[Records from a data collection]

BEGIN

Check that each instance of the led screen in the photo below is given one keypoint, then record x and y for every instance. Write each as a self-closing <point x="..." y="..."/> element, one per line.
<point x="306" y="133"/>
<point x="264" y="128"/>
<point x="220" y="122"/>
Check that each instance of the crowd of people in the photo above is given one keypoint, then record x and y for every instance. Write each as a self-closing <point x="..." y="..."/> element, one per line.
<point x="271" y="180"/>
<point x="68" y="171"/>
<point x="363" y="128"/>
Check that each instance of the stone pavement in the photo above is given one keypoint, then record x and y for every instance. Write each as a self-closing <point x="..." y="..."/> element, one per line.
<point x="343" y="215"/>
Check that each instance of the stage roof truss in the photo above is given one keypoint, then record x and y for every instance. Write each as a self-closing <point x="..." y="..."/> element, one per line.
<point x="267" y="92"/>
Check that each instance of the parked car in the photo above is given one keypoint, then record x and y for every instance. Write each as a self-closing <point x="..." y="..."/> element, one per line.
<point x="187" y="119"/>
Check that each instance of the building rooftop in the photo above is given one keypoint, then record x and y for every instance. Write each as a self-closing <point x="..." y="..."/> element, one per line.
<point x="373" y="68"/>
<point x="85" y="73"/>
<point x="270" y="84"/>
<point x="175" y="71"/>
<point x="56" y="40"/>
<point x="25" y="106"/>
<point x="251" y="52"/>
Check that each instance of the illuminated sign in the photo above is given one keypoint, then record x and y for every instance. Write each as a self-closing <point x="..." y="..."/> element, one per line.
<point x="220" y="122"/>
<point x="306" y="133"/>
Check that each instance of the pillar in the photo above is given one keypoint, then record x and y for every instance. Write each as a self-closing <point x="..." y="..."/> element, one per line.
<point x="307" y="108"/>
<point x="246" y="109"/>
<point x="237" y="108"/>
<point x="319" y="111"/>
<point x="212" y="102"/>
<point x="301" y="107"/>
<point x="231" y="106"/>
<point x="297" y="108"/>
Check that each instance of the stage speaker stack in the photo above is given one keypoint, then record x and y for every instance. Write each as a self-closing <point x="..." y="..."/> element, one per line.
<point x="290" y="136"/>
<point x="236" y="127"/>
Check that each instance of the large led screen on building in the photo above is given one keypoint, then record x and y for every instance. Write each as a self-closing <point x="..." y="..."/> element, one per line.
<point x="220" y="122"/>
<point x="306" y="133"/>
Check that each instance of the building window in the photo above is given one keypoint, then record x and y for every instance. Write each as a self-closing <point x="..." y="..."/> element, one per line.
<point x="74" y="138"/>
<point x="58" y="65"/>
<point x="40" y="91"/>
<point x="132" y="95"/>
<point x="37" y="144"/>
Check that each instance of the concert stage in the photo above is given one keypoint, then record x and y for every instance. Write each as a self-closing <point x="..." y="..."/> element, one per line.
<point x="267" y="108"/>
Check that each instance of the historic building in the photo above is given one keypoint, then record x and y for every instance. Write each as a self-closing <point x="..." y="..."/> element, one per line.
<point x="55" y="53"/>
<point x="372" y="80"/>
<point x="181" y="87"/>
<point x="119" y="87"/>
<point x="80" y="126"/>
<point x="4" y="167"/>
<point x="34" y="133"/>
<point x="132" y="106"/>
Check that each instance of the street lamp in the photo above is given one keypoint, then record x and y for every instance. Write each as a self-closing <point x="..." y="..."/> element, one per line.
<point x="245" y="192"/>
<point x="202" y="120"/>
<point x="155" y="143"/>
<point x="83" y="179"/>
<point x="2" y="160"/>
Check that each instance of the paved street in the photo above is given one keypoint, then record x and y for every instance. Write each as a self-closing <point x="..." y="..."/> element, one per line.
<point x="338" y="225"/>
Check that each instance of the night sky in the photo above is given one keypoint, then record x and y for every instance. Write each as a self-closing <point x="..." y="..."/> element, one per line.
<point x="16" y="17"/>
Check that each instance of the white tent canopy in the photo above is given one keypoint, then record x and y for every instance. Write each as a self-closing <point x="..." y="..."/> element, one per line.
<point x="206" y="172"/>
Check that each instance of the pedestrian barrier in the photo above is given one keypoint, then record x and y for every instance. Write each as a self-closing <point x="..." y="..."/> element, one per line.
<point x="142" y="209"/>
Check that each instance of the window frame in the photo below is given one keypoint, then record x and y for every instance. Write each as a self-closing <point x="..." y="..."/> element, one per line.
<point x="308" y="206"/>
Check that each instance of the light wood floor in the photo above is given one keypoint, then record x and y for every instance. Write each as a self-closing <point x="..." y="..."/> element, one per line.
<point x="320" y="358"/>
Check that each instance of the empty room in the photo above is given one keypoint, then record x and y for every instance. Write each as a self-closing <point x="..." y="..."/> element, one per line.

END

== About this task ==
Output all of the records above unchanged.

== Reply ==
Check that each instance of the led screen in the photo below is given one keypoint, then record x and y for every instance. Write each as a self-closing <point x="..." y="..."/> element, one per line.
<point x="306" y="133"/>
<point x="264" y="128"/>
<point x="220" y="122"/>
Check that each instance of the crowd of people in the photo above is given one keypoint, then record x and y for every instance. Write each as a self-closing <point x="..." y="..."/> element, one per line.
<point x="271" y="180"/>
<point x="68" y="171"/>
<point x="363" y="128"/>
Check that each instance of the stone pavement in the photo above is given one keypoint, then record x and y for every instance. Write each as a self-closing <point x="..." y="..."/> element, one per line.
<point x="343" y="215"/>
Check that each instance of the stage roof truss in the photo above is given one keypoint, then record x and y for every instance. Write each as a self-closing <point x="..." y="..."/> element, one per line.
<point x="267" y="92"/>
Check that each instance of the parked car in the photo above is given one keypoint, then record x and y for every instance. Write each as a self-closing <point x="..." y="..."/> element, one per line.
<point x="187" y="119"/>
Check that each instance of the building rooftop in the photo above is given one keypoint, then record x and y for every instance. Write each as a self-closing <point x="..." y="..."/> element, one per line.
<point x="373" y="68"/>
<point x="85" y="73"/>
<point x="270" y="84"/>
<point x="175" y="71"/>
<point x="56" y="40"/>
<point x="25" y="106"/>
<point x="251" y="52"/>
Check that each instance of the illuminated sign in the photo above is given one keypoint, then record x and y for every instance. Write each as a self-closing <point x="..." y="..."/> element, one per line.
<point x="220" y="122"/>
<point x="306" y="133"/>
Check that each instance of the pillar in the photo above is given one keypoint, then record x and y for every instance. Write each as a self-closing <point x="..." y="..."/> element, one per line.
<point x="307" y="108"/>
<point x="246" y="109"/>
<point x="237" y="108"/>
<point x="319" y="111"/>
<point x="212" y="102"/>
<point x="301" y="107"/>
<point x="231" y="106"/>
<point x="297" y="108"/>
Check that each instance of the stage speaker stack in the photo above is given one keypoint, then record x and y for every instance. Write each as a self-closing <point x="..." y="..."/> element, one per line.
<point x="290" y="136"/>
<point x="236" y="127"/>
Check that each instance of the large led screen on building in the photo above is given one keypoint, then record x and y for every instance. Write each as a self-closing <point x="..." y="..."/> element, one per line.
<point x="220" y="122"/>
<point x="306" y="133"/>
Check that each instance of the building window in the photo above is given one keypoint, then record x and y for every instance. Write each as a self-closing <point x="..." y="..."/> element, one per line.
<point x="74" y="138"/>
<point x="58" y="65"/>
<point x="40" y="91"/>
<point x="132" y="95"/>
<point x="37" y="144"/>
Check that each instance of the concert stage in the photo above is given one keypoint, then record x and y for every instance. Write each as a self-closing <point x="..." y="..."/> element, one per line.
<point x="267" y="108"/>
Check that each instance of the historic building in the photo above is given one keypoint, then record x and y for every instance. Write each as a self-closing <point x="..." y="..."/> element, one per line.
<point x="55" y="53"/>
<point x="372" y="80"/>
<point x="181" y="87"/>
<point x="119" y="87"/>
<point x="80" y="126"/>
<point x="4" y="167"/>
<point x="34" y="133"/>
<point x="132" y="106"/>
Check that each instance of the street lamp in the photo above is given one keypoint, then record x and y for every instance. Write each as a self-closing <point x="..." y="..."/> element, one per line.
<point x="245" y="192"/>
<point x="202" y="120"/>
<point x="155" y="143"/>
<point x="83" y="179"/>
<point x="2" y="160"/>
Check that each instance of the paved street in the photo above is given one keypoint, then record x and y for every instance. Write each as a self-closing <point x="..." y="..."/> element, one per line.
<point x="338" y="225"/>
Check that each instance of the night sky in the photo above is given one keypoint, then record x and y for every instance. Write each as a self-closing <point x="..." y="..."/> element, one per line.
<point x="16" y="17"/>
Check that each instance of the white tent canopy in the photo above is given one keypoint, then record x and y for every instance. Write each as a self-closing <point x="..." y="..."/> element, one per line.
<point x="206" y="172"/>
Check that each instance of the pedestrian barrier in the photo above is given one keypoint, then record x and y for every instance. Write each as a self-closing <point x="..." y="..."/> element, one per line.
<point x="142" y="209"/>
Check that each instance of the window frame in the photo below is given one keypoint, then record x and y for every instance. Write each as a self-closing <point x="..." y="..."/> element, one per line.
<point x="308" y="206"/>
Check that each instance of the light wood floor in the photo above is given one keypoint, then record x and y for every instance. Write each as a self-closing <point x="..." y="..."/> element, one per line.
<point x="320" y="358"/>
Check that each instance of the empty room in the photo above is given one keypoint, then record x and y for every instance. Write each as a self-closing <point x="..." y="..."/> element, one per line.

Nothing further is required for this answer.